RECORDS TO USE Block Start

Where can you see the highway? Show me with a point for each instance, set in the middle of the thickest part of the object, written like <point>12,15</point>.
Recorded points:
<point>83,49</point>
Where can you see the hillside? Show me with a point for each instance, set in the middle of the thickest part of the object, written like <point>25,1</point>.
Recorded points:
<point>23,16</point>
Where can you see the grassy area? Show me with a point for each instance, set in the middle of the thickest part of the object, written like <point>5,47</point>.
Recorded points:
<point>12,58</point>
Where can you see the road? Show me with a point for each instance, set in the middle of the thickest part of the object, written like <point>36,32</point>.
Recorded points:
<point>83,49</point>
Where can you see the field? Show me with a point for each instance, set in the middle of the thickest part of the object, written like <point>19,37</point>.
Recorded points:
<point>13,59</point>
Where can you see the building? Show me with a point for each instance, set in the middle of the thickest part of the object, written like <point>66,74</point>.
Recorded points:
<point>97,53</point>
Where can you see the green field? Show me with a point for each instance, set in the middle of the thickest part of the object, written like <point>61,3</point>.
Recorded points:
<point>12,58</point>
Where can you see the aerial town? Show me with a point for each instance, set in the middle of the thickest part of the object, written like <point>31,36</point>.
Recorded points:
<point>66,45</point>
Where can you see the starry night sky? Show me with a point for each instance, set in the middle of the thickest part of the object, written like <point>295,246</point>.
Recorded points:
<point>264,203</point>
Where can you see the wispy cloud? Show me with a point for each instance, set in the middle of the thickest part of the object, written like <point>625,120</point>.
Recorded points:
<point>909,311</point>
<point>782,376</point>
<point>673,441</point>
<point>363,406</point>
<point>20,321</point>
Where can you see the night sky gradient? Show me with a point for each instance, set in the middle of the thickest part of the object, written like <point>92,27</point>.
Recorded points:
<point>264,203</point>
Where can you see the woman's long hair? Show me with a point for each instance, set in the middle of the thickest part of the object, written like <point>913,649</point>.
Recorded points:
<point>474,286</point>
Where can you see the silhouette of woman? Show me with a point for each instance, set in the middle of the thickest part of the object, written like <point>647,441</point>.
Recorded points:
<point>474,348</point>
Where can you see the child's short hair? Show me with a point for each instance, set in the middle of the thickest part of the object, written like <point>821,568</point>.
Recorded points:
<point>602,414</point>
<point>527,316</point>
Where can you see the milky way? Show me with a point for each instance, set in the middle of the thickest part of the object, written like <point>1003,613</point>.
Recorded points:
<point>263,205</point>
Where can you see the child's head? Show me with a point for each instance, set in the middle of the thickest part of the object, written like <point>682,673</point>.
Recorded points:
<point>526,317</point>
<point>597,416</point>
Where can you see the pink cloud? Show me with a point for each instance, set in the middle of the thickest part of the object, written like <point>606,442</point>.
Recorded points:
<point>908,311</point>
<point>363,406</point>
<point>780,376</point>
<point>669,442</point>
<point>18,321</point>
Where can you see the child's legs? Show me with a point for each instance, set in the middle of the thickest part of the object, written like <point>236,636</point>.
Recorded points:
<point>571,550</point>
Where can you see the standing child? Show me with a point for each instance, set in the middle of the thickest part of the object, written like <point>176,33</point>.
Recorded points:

RECORDS TO USE Block End

**REQUIREMENT:** Would you copy all lines in the records where the string "woman" appears?

**EXPECTED ANSWER:**
Where can you see the woman's long hair? Show me with a point for each instance, set in the middle of the thickest part of the object, written like <point>913,649</point>.
Where can you see the silhouette of woman? Show me with a point for each instance, set in the middle of the thickest part of the object, written like <point>647,441</point>.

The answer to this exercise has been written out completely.